- _Exercises_:
(1) Using the accounting fraud article, answer each question on its own line:
(a) Which newspaper is named as the source of the article?
(b) What share of the SEC's civil-enforcement actions did accounting fraud and financial-disclosure cases make up in its 2003 to 2005 financial years?
(c) What share of SEC enforcement actions did those cases make up in the year ended last September?
(2) Print the passage of the accounting fraud article from "[Increased Focus on" up to and including "to the agency.".

- _Article_:
Accounting Fraud Targeted

Accounting Fraud Targeted

According to a recent Wall Street Journal article, the SEC plans to refocus its attention on targeting accounting fraud. They will also refocus on other financial reporting-related issues. While such cases used to be the primary focus for the SEC, the recent financial crisis forced the agency to take a closer look at Wall Street. In addition, they are looking at those seeking to take advantage of the crisis situation. With a decrease in the volume of crisis-related issues, the SEC is shifting its focus from Wall Street back to Main Street.

Accounting Fraud Targeted Article

Here’s the article:

U.S. securities regulators are turning back toward Main Street, renewing their focus on accounting fraud and other financial-disclosure failings.
Such cases were long a staple of the Securities and Exchange Commission’s enforcement efforts, leading to more than 25% of civil-enforcement actions filed by the agency in its 2003 to 2005 financial years. The financial crisis shifted attention and money elsewhere. In the year ended last September, accounting fraud and financial-disclosure problems made up just 11% of SEC enforcement actions.

[Increased Focus on Accounting Fraud]

But as the volume of crisis-related cases ebbs, top SEC officials are expected to announce soon a broad shuffling of resources in the agency’s enforcement division that will include an increased focus on accounting fraud, according to people close to the agency.
The decision to hunt for wrongdoing by Main Street, as well as Wall Street, puts America’s corporations in the SEC’s cross hairs.

- _Data shown_:

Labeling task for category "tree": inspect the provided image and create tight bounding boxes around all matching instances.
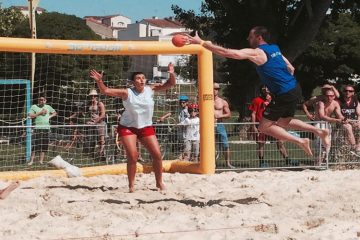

- _Results for each task_:
(1)
(a) The Wall Street Journal
(b) More than 25%
(c) 11%

(2)
[Increased Focus on Accounting Fraud]

But as the volume of crisis-related cases ebbs, top SEC officials are expected to announce soon a broad shuffling of resources in the agency’s enforcement division that will include an increased focus on accounting fraud, according to people close to the agency.